> Supplied data

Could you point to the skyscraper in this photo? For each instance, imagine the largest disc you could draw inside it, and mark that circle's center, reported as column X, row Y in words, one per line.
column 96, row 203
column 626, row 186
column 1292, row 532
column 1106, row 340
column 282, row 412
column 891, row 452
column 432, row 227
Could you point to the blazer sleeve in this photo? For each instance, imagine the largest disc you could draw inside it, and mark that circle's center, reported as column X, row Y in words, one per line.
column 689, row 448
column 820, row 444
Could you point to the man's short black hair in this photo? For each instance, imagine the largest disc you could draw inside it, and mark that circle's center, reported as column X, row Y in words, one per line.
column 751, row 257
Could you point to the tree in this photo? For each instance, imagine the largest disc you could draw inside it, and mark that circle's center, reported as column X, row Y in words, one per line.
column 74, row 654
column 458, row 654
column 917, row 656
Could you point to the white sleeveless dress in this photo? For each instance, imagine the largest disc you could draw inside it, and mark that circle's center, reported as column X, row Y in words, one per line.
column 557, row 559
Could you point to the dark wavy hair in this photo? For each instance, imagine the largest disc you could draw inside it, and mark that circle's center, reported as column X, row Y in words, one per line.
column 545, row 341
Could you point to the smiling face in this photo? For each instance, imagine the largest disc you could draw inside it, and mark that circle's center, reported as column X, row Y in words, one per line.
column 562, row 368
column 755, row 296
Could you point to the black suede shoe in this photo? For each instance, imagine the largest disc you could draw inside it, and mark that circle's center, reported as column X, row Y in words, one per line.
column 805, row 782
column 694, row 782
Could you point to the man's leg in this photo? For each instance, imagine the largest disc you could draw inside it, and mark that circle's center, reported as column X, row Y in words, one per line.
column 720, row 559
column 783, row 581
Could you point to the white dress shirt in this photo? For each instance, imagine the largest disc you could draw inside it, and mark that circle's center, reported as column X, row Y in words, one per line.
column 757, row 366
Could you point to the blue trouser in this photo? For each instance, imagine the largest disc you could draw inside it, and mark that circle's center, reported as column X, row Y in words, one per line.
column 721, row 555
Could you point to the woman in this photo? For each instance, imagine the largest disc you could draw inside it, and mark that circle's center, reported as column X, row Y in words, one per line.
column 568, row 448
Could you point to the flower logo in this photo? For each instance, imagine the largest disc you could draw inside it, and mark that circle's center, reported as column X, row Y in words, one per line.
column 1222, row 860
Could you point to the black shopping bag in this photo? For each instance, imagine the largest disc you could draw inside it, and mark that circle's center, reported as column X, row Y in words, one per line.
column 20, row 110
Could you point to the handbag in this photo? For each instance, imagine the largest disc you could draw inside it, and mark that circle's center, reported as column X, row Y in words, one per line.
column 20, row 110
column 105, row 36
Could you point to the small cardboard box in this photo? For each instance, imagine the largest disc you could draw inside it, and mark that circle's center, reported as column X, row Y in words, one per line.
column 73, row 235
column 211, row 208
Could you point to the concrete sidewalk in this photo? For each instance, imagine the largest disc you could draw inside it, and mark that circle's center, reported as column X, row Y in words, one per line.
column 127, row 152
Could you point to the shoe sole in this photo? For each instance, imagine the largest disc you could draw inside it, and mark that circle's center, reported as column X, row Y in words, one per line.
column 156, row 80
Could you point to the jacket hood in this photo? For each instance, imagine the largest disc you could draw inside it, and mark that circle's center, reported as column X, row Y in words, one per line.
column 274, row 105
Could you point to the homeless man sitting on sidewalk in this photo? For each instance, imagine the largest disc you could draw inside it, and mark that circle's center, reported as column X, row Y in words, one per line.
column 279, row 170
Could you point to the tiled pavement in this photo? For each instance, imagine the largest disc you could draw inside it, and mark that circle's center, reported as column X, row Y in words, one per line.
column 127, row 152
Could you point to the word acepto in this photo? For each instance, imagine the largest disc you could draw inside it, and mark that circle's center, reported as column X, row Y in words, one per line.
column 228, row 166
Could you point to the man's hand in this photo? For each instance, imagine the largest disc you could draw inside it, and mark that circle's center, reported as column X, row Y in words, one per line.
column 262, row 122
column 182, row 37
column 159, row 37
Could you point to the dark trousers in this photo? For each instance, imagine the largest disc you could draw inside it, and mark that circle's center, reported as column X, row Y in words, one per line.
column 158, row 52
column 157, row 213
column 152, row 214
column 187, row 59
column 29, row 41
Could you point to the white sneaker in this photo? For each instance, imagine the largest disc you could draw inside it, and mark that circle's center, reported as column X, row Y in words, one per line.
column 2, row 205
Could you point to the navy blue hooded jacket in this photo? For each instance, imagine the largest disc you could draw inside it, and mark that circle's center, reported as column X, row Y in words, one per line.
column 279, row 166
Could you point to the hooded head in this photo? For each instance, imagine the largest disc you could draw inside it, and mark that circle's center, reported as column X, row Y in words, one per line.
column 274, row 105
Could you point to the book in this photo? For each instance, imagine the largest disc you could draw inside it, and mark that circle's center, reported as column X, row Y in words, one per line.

> Given instruction
Could you repeat all of the lines above, switching "largest disc" to "biggest disc" wherever it occurs and leaving everything else unchanged?

> Result
Could you point to the skyscraper in this photo? For each instance, imagine the biggest disc you could draw inside it, and mark that circle's center, reported as column X, row Y in words, one per line.
column 96, row 203
column 626, row 186
column 1292, row 532
column 1106, row 340
column 282, row 412
column 891, row 452
column 432, row 227
Could you point to the blazer sleeve in this photo? For each instance, imagine the biggest disc you could draw inside it, and mark that circle's center, reported as column X, row Y in words, one per line.
column 689, row 448
column 820, row 444
Could you point to the man's short black hair in this photo? For each instance, imagine the biggest disc you could draw inside it, and mark that circle's center, reported as column X, row Y in words, one per line.
column 751, row 257
Could you point to the tree in this photo? For each instance, imagine the biggest disc you could draw inside it, and mark that circle's center, reported as column X, row Y in words, one per line.
column 74, row 654
column 458, row 654
column 917, row 656
Could you point to the white sleeveless dress in this photo? For each instance, imagine the biggest disc you could draw inside it, and mark that circle's center, reported as column X, row Y in words, one per line.
column 557, row 559
Could you point to the dark wavy hair in this photo? For each instance, imagine the biggest disc you could draw inside it, and mark that circle's center, reported as column X, row Y in words, one per line.
column 545, row 341
Could you point to the smiling face in this photo? For each instance, imagine the biggest disc you could draw inside it, and mark that circle's center, reported as column X, row Y in words, one per line.
column 562, row 368
column 755, row 296
Could you point to the black suede shoe in this photo? For each instance, imagine the biggest disc you could draw inside it, and mark that circle's center, reported as column X, row Y in words, one per line.
column 805, row 782
column 694, row 782
Could you point to the man's leg in this photo? For each instance, imagine the biggest disc you could draw inside it, and mark that circle's center, reported as column X, row Y in words, one per line.
column 720, row 559
column 783, row 581
Could you point to the white dress shirt in this photo? For each instance, imagine the biggest disc you could draw inside it, and mark that circle's center, reported as column X, row Y in words, one per line.
column 757, row 366
Could you point to the blue trouser in this photo? For each instance, imagine the biggest disc you could draw inside it, and mark that circle's center, reported as column X, row Y in words, one per line.
column 721, row 555
Could you point to the woman in this photo? For each instance, imagine the biggest disc you could draw inside it, and mark that circle's center, reported as column X, row Y in words, one per line.
column 568, row 448
Could you point to the flower logo in this photo? For each instance, imagine the biggest disc you could draw inside it, and mark that circle's center, reported as column X, row Y in words, one per line.
column 1222, row 860
Could you point to the black shopping bag in this photo? For each instance, imagine the biggest disc you could draw inside it, and mark that circle's center, reported as column X, row Y in words, one per line.
column 20, row 110
Could you point to the handbag in this photo? For each instance, imagine the biggest disc you could draw inside it, and mark that circle's center, reported as column X, row Y in words, one per line.
column 20, row 110
column 105, row 36
Could you point to the small cardboard box in this photo? For each instance, imagine the biggest disc you could draw inside it, and mark that circle's center, reported as column X, row Y in words, one per line.
column 73, row 235
column 211, row 208
Could you point to the concrete sidewalk in this photo? For each instance, imagine the biggest disc you could draw inside it, and mark that circle's center, reported as column X, row Y in words, one per line.
column 127, row 152
Could you point to the shoe sole in this photo? For each instance, imagine the biggest disc you could draw inside it, and mark that circle's center, reported as column X, row Y in words, one per line.
column 156, row 80
Could you point to the jacket hood in this photo? For each instance, imagine the biggest disc you could draw inside it, and mark that circle's center, reported as column X, row Y in words, one per line.
column 274, row 105
Could you point to the homeless man sitting on sidewalk in this photo? For each instance, imagine the biggest disc you could draw inside it, and mark that circle's center, reported as column X, row Y in words, one per line.
column 279, row 170
Could you point to the tiled pavement in this photo? For each instance, imagine the biggest disc you could draw inside it, and mark that circle's center, reported as column X, row Y in words, one per line.
column 127, row 152
Could you point to the word acepto in this photo? For each instance, imagine the biggest disc you could draw inside it, and mark that circle's center, reported as column X, row Y in words, one per line.
column 228, row 166
Could you point to the man's hand in this photo? For each instance, imagine the biggest disc you could draw inside it, and mark that circle's center, reported as column X, row Y in words, one per line.
column 262, row 122
column 182, row 37
column 159, row 37
Could you point to the dark trousers in this photo? For each instance, imagine the biggest disc you could draw inside it, and mark that circle's center, reported as column X, row Y in words, one per line.
column 158, row 52
column 157, row 213
column 152, row 214
column 187, row 59
column 29, row 41
Could you point to the white sneaker in this photo? For each instance, imagine the biggest disc you could draw inside it, and mark that circle's center, reported as column X, row Y in words, one per line.
column 2, row 205
Could you point to the navy blue hooded jacket in this photo? For each instance, imagine the biggest disc you could draw inside it, and mark that circle's center, reported as column X, row Y in words, one per line.
column 279, row 166
Could you point to the hooded head in this photo? For each instance, imagine the biggest disc you could draw inside it, and mark that circle's center, reported as column X, row Y in words, one per line.
column 274, row 105
Could you point to the book in this photo? For each instance, imagine the biggest disc you could draw inside it, and mark that circle's center, reported as column X, row Y in words, one per line.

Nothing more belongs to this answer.